• [Supplied material]:
----
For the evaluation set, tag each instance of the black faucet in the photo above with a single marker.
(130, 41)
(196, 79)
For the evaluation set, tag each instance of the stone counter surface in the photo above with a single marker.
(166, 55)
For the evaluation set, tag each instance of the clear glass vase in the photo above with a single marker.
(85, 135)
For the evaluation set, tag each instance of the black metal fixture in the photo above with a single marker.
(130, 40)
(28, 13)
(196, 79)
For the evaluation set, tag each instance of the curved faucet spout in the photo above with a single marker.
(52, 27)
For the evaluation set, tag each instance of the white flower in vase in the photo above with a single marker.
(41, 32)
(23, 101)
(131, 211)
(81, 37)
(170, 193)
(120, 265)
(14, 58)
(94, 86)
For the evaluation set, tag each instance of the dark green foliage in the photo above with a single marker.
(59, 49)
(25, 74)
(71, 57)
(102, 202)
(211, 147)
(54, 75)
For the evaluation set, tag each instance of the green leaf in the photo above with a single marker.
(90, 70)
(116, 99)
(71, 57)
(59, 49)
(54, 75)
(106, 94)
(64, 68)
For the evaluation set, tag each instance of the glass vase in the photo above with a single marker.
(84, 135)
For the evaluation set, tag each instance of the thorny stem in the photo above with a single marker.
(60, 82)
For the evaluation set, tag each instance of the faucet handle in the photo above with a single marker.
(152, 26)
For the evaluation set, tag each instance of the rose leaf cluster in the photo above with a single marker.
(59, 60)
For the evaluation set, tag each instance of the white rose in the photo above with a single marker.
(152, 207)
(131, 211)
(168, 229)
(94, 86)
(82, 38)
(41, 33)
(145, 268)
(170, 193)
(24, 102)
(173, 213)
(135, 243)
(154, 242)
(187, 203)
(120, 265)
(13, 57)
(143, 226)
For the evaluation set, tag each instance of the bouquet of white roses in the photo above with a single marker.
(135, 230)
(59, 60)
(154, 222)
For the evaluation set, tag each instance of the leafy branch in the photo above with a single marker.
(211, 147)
----
• [The problem]: Please lay out every item above as a two-column CSV headed text and answer, with one row per item. Put each item's text and its answer in a single quoted field each, and replace any line breaks with spaces.

• [Solved problem]:
text,answer
"For the evaluation set, tag each instance of the black faucet in the photo above with a single marker.","(130, 41) (196, 79)"
"For the evaluation set, tag each instance of the stone counter surface in the photo above with a single marker.","(166, 55)"
"For the evaluation set, tag each instance of the clear glass vase in the photo above with a single marker.","(85, 135)"
"For the evaluation set, tag each instance of the black metal fixture in the photo above with a single marker.","(130, 40) (28, 13) (196, 79)"
"For the evaluation set, tag each instance of the curved faucet spout in the photo above with a single marker.","(52, 27)"
"For the evaluation set, tag each instance of the white flower in vase in the photo above with a single marker.","(41, 32) (23, 101) (131, 211) (81, 37) (170, 193) (120, 265) (14, 58) (94, 86)"
"For the evaluation set, tag each instance of the dark green foliage in the photo above with a single marker.","(59, 49) (25, 74) (71, 57) (102, 202) (211, 147) (54, 75)"
"For the evaluation set, tag each instance of the green leaf in the photo above with a single marker.","(90, 70) (116, 99) (71, 57) (59, 49) (54, 75) (106, 94) (64, 68)"
"For the evaluation set, tag each instance of the glass vase in the photo above with a single marker.","(84, 135)"
"For the evaluation set, tag each instance of the thorny stem in the photo above with a single marker.","(60, 82)"
"For the evaluation set, tag each instance of the faucet handle in the photo above with a single marker.","(152, 26)"
"For the evaluation set, tag each instance of the rose leaf cluster in the photo above with a single marker.","(59, 60)"
"For the evaluation set, tag each instance of the white rose in the photo above with a single marker.","(152, 207) (131, 211) (168, 229) (94, 86) (82, 38) (41, 33) (145, 268) (170, 193) (24, 102) (173, 213) (135, 243) (154, 242) (187, 203) (120, 265) (13, 57) (143, 226)"
"For the evaluation set, tag each instance of the bouquet of white roses in the photo above with a single marker.","(135, 230) (59, 60) (154, 222)"
"For the evaluation set, tag each instance of the leafy branch in the photo above with a single marker.","(211, 147)"